__WHAT THE EXERCISE ASKS__:
Copy out each line below exactly as written.

__Referring expression pointing data__:
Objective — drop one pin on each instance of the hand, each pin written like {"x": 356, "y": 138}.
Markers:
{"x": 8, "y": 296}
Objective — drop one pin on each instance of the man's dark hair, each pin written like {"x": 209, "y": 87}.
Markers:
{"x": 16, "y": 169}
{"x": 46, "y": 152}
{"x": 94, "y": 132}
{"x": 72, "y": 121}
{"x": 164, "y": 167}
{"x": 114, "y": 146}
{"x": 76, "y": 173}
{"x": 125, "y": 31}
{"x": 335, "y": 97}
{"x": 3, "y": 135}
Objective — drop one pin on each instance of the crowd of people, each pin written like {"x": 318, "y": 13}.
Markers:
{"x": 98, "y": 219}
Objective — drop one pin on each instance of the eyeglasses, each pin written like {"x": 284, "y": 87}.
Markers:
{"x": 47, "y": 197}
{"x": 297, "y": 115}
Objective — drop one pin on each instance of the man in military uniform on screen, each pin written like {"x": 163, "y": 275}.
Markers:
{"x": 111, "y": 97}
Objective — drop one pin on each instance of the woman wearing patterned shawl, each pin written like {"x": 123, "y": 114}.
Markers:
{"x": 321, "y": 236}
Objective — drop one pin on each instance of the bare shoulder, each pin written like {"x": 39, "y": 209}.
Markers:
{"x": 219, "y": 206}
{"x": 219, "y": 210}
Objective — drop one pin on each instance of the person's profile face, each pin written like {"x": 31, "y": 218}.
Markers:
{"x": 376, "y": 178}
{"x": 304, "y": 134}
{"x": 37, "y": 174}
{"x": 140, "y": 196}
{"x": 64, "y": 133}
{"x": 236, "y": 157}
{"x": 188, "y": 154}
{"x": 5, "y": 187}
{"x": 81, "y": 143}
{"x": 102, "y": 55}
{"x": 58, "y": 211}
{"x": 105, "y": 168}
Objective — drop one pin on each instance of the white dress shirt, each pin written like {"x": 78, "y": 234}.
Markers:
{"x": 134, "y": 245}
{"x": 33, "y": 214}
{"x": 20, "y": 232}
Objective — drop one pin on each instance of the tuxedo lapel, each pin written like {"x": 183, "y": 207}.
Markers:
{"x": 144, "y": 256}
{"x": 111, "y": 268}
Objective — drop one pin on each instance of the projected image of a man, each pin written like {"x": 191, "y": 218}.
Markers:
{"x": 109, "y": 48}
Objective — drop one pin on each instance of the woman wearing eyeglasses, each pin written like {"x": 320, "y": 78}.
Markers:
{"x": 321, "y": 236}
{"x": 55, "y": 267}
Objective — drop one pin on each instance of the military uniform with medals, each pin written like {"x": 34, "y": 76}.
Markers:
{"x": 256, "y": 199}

__OUTPUT FOR THIS TASK__:
Objective — drop one pin on each instance of the hand, each pin written like {"x": 356, "y": 138}.
Markers:
{"x": 8, "y": 296}
Objective — drop one pin on each instance of the man's dark hair, each pin written like {"x": 209, "y": 87}.
Markers:
{"x": 16, "y": 169}
{"x": 46, "y": 152}
{"x": 94, "y": 132}
{"x": 72, "y": 121}
{"x": 164, "y": 167}
{"x": 114, "y": 146}
{"x": 76, "y": 173}
{"x": 125, "y": 31}
{"x": 335, "y": 97}
{"x": 3, "y": 135}
Objective — drop one pin on each instance of the crowd of people, each pin written like {"x": 318, "y": 13}.
Markers:
{"x": 98, "y": 219}
Objective — drop one pin on each instance of the eyeglasses, each pin written like {"x": 284, "y": 87}.
Markers:
{"x": 47, "y": 197}
{"x": 297, "y": 115}
Objective — drop one pin on each instance of the man in military uniform on screen, each pin written like {"x": 163, "y": 275}.
Markers:
{"x": 111, "y": 97}
Objective — drop one pin on each instance of the woman wearing patterned shawl, each pin written like {"x": 123, "y": 114}.
Markers:
{"x": 321, "y": 236}
Objective — drop one pin on each instance of the bare shoulder, each pin written like {"x": 39, "y": 209}.
Markers:
{"x": 219, "y": 206}
{"x": 219, "y": 210}
Objective — drop one pin on each instance of the person's profile face, each pin written like {"x": 31, "y": 218}.
Markers:
{"x": 376, "y": 178}
{"x": 304, "y": 134}
{"x": 37, "y": 174}
{"x": 140, "y": 196}
{"x": 64, "y": 133}
{"x": 236, "y": 157}
{"x": 188, "y": 154}
{"x": 5, "y": 187}
{"x": 81, "y": 143}
{"x": 102, "y": 55}
{"x": 58, "y": 211}
{"x": 105, "y": 168}
Objective — drop one pin on each instance of the white dress shirt, each pin written like {"x": 78, "y": 234}.
Markers:
{"x": 134, "y": 245}
{"x": 33, "y": 214}
{"x": 20, "y": 232}
Objective — drop one pin on each instance of the tuxedo lapel, each pin written like {"x": 183, "y": 207}.
Markers:
{"x": 144, "y": 256}
{"x": 111, "y": 268}
Objective — drop one pin on each instance of the projected image of a man, each pin written like {"x": 191, "y": 218}.
Markers:
{"x": 109, "y": 48}
Objective — drop one pin on each instance of the woman wearing eyeglasses, each pin written like {"x": 320, "y": 78}.
Markers:
{"x": 321, "y": 236}
{"x": 55, "y": 267}
Objective — drop one pin on each instance of the military uniform with medals, each pin written like {"x": 34, "y": 76}.
Markers:
{"x": 256, "y": 199}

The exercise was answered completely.